» Work item:
Starting at the line that contains "133L248 162L295 157L287", transcribe every remaining line of the entries exactly, including the last one.

[[ Given records, beginning ]]

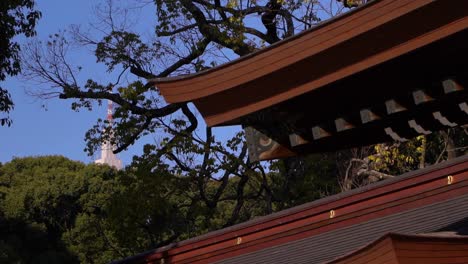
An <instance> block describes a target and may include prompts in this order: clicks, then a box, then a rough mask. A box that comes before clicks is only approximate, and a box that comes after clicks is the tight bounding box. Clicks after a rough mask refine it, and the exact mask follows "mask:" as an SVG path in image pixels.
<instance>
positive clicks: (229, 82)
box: [152, 0, 468, 126]
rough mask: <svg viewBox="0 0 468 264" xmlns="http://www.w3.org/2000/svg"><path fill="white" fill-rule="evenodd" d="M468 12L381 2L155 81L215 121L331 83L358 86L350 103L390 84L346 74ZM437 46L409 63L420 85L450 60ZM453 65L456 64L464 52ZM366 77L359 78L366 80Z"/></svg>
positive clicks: (209, 122)
mask: <svg viewBox="0 0 468 264" xmlns="http://www.w3.org/2000/svg"><path fill="white" fill-rule="evenodd" d="M467 10H468V2H467V1H463V0H461V1H460V0H457V1H443V0H437V1H429V0H375V1H371V2H369V3H368V4H366V5H364V6H362V7H361V8H358V9H355V10H354V11H351V12H348V13H345V14H344V15H341V16H339V17H336V18H334V19H332V20H329V21H327V22H324V23H322V24H320V25H319V26H316V27H314V28H312V29H310V30H308V31H305V32H303V33H301V34H298V35H296V36H293V37H290V38H288V39H285V40H283V41H281V42H279V43H276V44H274V45H271V46H270V47H268V48H265V49H262V50H260V51H258V52H255V53H253V54H251V55H248V56H245V57H241V58H239V59H237V60H234V61H232V62H230V63H227V64H224V65H221V66H219V67H215V68H212V69H209V70H206V71H202V72H199V73H196V74H191V75H184V76H178V77H169V78H158V79H154V80H152V81H153V82H154V83H155V85H156V86H157V88H158V89H159V90H160V91H161V94H162V95H163V96H164V98H165V99H166V101H167V102H169V103H177V102H188V101H191V102H193V103H194V104H195V105H196V106H197V108H198V109H199V111H200V112H201V114H202V115H203V117H204V119H205V120H206V123H207V124H208V125H209V126H214V125H220V124H233V123H241V122H240V120H239V118H241V117H243V116H246V115H249V114H251V113H253V112H256V111H259V110H262V109H265V108H268V107H271V106H274V105H277V104H280V103H282V102H285V101H287V100H290V99H292V98H296V97H298V96H301V95H304V94H308V93H310V92H311V91H315V90H321V89H327V90H332V91H335V90H337V89H338V88H336V87H332V86H330V85H332V84H336V83H337V82H341V83H340V86H345V88H343V89H346V90H348V91H349V90H351V91H352V92H353V94H354V95H352V96H351V97H349V92H347V93H344V94H343V96H348V97H347V98H346V100H347V101H349V100H352V99H358V98H359V97H360V96H362V95H364V92H367V90H374V93H375V91H376V90H381V91H384V89H388V87H387V85H383V86H382V87H379V86H372V87H368V85H362V87H360V86H355V85H351V84H349V85H348V84H347V83H346V82H347V81H346V80H345V79H347V78H350V77H352V76H356V75H357V74H359V73H362V72H365V71H366V70H369V69H374V68H375V67H376V66H379V65H383V64H385V63H389V62H391V61H392V60H393V59H396V58H400V57H402V56H404V55H406V54H410V53H412V52H415V51H418V50H420V49H422V48H424V47H427V46H428V45H430V44H432V43H435V42H438V41H443V40H446V39H448V38H451V37H454V36H455V35H457V34H458V33H460V32H462V31H466V29H467V28H468V18H467V15H468V11H467ZM466 36H467V34H466V32H465V33H463V37H461V36H460V37H459V38H458V39H457V42H459V40H462V39H465V40H464V41H463V42H462V43H459V45H455V46H453V45H452V44H453V43H451V42H450V41H448V42H447V43H445V44H444V45H445V46H444V47H441V48H442V49H446V50H445V51H444V52H447V54H444V56H443V57H446V56H447V55H449V54H450V55H453V54H454V53H460V52H463V51H464V52H465V53H463V54H466V49H464V48H462V47H465V46H466V45H467V43H466V42H467V41H466V39H467V38H466ZM452 46H453V47H452ZM448 48H450V50H448ZM431 51H434V50H427V52H426V53H425V55H427V56H429V58H427V59H426V60H424V61H420V63H419V64H414V65H412V68H408V69H407V68H403V69H404V70H409V71H414V72H415V75H416V76H414V77H412V78H410V79H409V81H413V83H411V84H415V82H416V83H417V82H418V81H419V77H421V74H422V75H426V76H430V75H427V74H430V73H431V72H432V71H431V70H430V67H433V66H435V68H436V69H440V67H442V66H445V65H444V64H445V63H448V62H447V61H443V63H442V61H441V60H443V58H440V54H437V53H432V52H431ZM437 51H438V52H440V50H437ZM460 55H461V54H460ZM431 57H433V58H431ZM457 57H460V56H457ZM461 57H463V56H461ZM464 61H466V60H465V59H464ZM453 63H457V58H455V62H453ZM465 63H466V62H465ZM389 66H391V65H389ZM397 66H398V67H399V66H401V65H397ZM416 66H419V67H420V68H415V67H416ZM465 66H466V64H465ZM464 68H465V69H466V67H464ZM403 69H402V70H403ZM375 74H378V75H379V76H378V77H379V79H380V81H381V82H386V81H387V79H395V77H398V75H399V74H403V76H402V77H406V75H405V73H404V72H401V71H398V70H397V71H386V72H384V73H383V72H378V73H375ZM453 74H455V73H454V72H449V71H447V70H442V72H441V73H440V74H439V76H440V77H441V78H444V77H448V76H451V75H453ZM363 77H364V76H363ZM363 79H364V78H360V81H359V83H362V80H363ZM364 80H365V79H364ZM405 81H406V80H403V79H401V80H400V81H399V83H400V84H403V82H405ZM414 81H415V82H414ZM433 81H434V80H433ZM435 81H442V80H435ZM352 84H354V83H352ZM422 85H427V82H425V83H420V84H419V86H422ZM419 86H418V85H417V86H414V87H413V88H420V87H419ZM405 88H408V87H405ZM396 90H399V89H398V88H397V89H396ZM340 92H342V91H340ZM384 93H387V92H385V91H384ZM371 94H372V95H373V93H371ZM335 95H336V96H339V95H340V94H335ZM311 96H312V94H311ZM313 97H315V98H316V99H317V101H318V102H320V101H322V102H327V103H329V104H333V105H339V103H340V102H341V101H343V100H339V99H337V98H330V97H328V96H322V95H321V94H318V93H315V94H313ZM357 101H362V100H357ZM319 105H320V106H321V109H322V110H323V112H327V111H332V109H329V107H326V105H324V104H323V103H322V104H319ZM314 109H315V108H314Z"/></svg>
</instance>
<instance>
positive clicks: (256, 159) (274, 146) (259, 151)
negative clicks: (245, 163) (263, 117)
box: [244, 126, 296, 161]
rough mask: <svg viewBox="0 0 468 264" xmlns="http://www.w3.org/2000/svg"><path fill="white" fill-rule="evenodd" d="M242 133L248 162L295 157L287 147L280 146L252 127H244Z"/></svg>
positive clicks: (287, 146) (282, 145)
mask: <svg viewBox="0 0 468 264" xmlns="http://www.w3.org/2000/svg"><path fill="white" fill-rule="evenodd" d="M244 131H245V137H246V141H247V147H248V150H249V159H250V161H260V160H272V159H278V158H285V157H291V156H295V155H296V153H294V152H293V151H292V150H291V149H290V147H289V146H286V144H284V145H283V144H280V143H279V142H277V141H276V140H274V139H272V138H270V137H269V136H268V135H265V134H263V133H262V132H260V131H259V130H257V129H256V128H254V127H251V126H249V127H245V128H244Z"/></svg>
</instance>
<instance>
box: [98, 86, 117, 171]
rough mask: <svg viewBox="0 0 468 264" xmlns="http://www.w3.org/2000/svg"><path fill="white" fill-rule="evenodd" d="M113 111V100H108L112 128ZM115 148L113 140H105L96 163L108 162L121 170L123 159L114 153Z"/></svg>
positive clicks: (103, 143) (113, 166)
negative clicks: (122, 160)
mask: <svg viewBox="0 0 468 264" xmlns="http://www.w3.org/2000/svg"><path fill="white" fill-rule="evenodd" d="M110 91H112V88H110ZM113 113H114V106H113V102H112V101H111V100H107V121H108V122H109V127H110V129H112V123H113V121H114V119H113V116H112V115H113ZM113 134H114V133H113V131H112V130H111V131H110V137H113ZM114 149H115V146H114V145H113V144H112V142H111V140H108V141H105V142H103V143H102V145H101V158H100V159H98V160H96V161H95V163H97V164H107V165H109V166H111V167H114V168H116V169H118V170H121V169H122V168H123V165H122V160H120V159H119V158H118V157H117V155H115V154H114V152H113V150H114Z"/></svg>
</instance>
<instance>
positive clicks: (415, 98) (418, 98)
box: [413, 90, 434, 105]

[[ Given records, end ]]

» Answer for this exercise:
rough mask: <svg viewBox="0 0 468 264" xmlns="http://www.w3.org/2000/svg"><path fill="white" fill-rule="evenodd" d="M242 133L248 162L295 157L287 147L280 146L252 127H244Z"/></svg>
positive clicks: (287, 146) (282, 145)
mask: <svg viewBox="0 0 468 264" xmlns="http://www.w3.org/2000/svg"><path fill="white" fill-rule="evenodd" d="M244 131H245V137H246V141H247V147H248V150H249V159H250V161H260V160H272V159H278V158H285V157H291V156H295V155H296V153H294V152H293V151H292V150H291V149H290V147H289V146H286V144H284V145H283V144H280V143H279V142H277V141H276V140H274V139H272V138H270V137H269V136H268V135H265V134H263V133H262V132H260V131H259V130H257V129H256V128H254V127H251V126H249V127H245V128H244Z"/></svg>
</instance>
<instance>
box: [98, 86, 117, 171]
rough mask: <svg viewBox="0 0 468 264" xmlns="http://www.w3.org/2000/svg"><path fill="white" fill-rule="evenodd" d="M113 111V100H108L112 128ZM115 148L113 140H105L96 163L108 162L121 170L123 159L114 153Z"/></svg>
positive clicks: (103, 143) (113, 166)
negative clicks: (122, 160)
mask: <svg viewBox="0 0 468 264" xmlns="http://www.w3.org/2000/svg"><path fill="white" fill-rule="evenodd" d="M110 91H112V88H110ZM113 113H114V106H113V102H112V101H111V100H107V121H108V122H109V127H110V129H112V123H113V121H114V119H113V116H112V115H113ZM113 134H114V133H113V131H112V130H111V131H110V137H113ZM114 149H115V146H114V145H113V144H112V142H111V140H108V141H105V142H103V143H102V145H101V158H100V159H98V160H96V161H95V163H97V164H107V165H109V166H111V167H114V168H116V169H118V170H121V169H122V168H123V165H122V160H120V159H119V158H118V157H117V155H115V154H114V152H113V150H114Z"/></svg>
</instance>
<instance>
positive clicks: (415, 98) (418, 98)
box: [413, 90, 434, 105]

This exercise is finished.